Recopiez mot pour mot le passage du texte sur les cintres informatisés qui va de « La contrepartie : une » jusqu'à « des coûts importants. » inclus.

Passage sélectionné ::
________
Focus

Réflexion sur la mise en place des systèmes de cintres informatisés dans les salles de spectacle
Depuis plus de trente ans, les systèmes de cintres informatisés ont profondément transformé les pratiques scéniques et les métiers techniques du spectacle vivant. Si ces dispositifs ont apporté des améliorations notables — en matière de confort de travail, de précision et de sécurité — ils ont aussi introduit de nouvelles formes de dépendance et de fragilité.
Les avancées : un outil plus performant et moins contraignant
La motorisation informatisée des cintres a considérablement facilité le quotidien des technicien.ne. s :
- Les charges lourdes peuvent être déplacées avec précision par une personne depuis le logiciel de programmation ;
- La fatigue physique est grandement réduite, notamment en comparaison des anciens systèmes à contrepoids, très gourmands en main-d’œuvre ;
- Le dispositif permet des changements de décor fluides, rapides et sécurisés, parfaitement synchronisés avec les exigences du spectacle. Nous avons pu assister à des changements de décors imposants assez incroyables dans les scénographies.
Ces progrès ont ouvert de nouvelles possibilités créatives tout en renforçant la sécurité du plateau.
La contrepartie : une dépendance technologique forte
Cependant, cette modernisation n’est pas sans revers. Les cintres motorisés reposent sur un ensemble complexe de composants électroniques (variateurs, automates, cartes de commande, logiciels propriétaires). Cela crée une forte dépendance vis-à-vis des fabricants et des prestataires externes. En cas de panne, il n’est pas rare que l’ensemble du système soit paralysé, nécessitant l’intervention de technicien.ne spécialisé. e. s venant parfois de loin, avec des délais et des coûts importants.
________
Extrait de données ::
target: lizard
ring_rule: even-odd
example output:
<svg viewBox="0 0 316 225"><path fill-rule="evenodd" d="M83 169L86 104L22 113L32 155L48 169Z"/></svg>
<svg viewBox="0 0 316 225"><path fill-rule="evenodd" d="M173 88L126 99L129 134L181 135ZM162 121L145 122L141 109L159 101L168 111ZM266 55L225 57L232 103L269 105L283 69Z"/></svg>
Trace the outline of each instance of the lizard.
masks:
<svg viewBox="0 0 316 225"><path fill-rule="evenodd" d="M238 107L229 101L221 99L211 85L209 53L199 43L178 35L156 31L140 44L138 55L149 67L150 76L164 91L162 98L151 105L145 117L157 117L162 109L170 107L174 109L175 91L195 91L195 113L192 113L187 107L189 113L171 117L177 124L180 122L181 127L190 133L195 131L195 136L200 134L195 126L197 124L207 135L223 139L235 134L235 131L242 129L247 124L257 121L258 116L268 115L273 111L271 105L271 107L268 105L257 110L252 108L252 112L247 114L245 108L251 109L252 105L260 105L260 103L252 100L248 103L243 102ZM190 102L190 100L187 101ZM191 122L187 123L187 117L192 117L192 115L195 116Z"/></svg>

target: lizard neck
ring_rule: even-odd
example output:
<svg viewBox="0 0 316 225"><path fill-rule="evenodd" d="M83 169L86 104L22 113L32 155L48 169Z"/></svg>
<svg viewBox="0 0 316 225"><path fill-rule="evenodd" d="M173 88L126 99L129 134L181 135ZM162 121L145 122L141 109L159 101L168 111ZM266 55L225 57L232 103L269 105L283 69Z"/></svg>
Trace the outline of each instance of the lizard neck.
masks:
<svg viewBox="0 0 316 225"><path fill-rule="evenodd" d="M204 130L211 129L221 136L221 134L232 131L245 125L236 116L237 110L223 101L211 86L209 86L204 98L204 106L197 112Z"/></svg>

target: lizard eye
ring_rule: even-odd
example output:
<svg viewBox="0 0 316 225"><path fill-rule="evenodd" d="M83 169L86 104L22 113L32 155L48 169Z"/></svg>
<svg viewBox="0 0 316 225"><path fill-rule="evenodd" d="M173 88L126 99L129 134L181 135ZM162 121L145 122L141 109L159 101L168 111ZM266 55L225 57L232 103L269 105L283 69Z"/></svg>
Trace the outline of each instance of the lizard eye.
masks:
________
Résultat obtenu ::
La contrepartie : une dépendance technologique forte
Cependant, cette modernisation n’est pas sans revers. Les cintres motorisés reposent sur un ensemble complexe de composants électroniques (variateurs, automates, cartes de commande, logiciels propriétaires). Cela crée une forte dépendance vis-à-vis des fabricants et des prestataires externes. En cas de panne, il n’est pas rare que l’ensemble du système soit paralysé, nécessitant l’intervention de technicien.ne spécialisé. e. s venant parfois de loin, avec des délais et des coûts importants.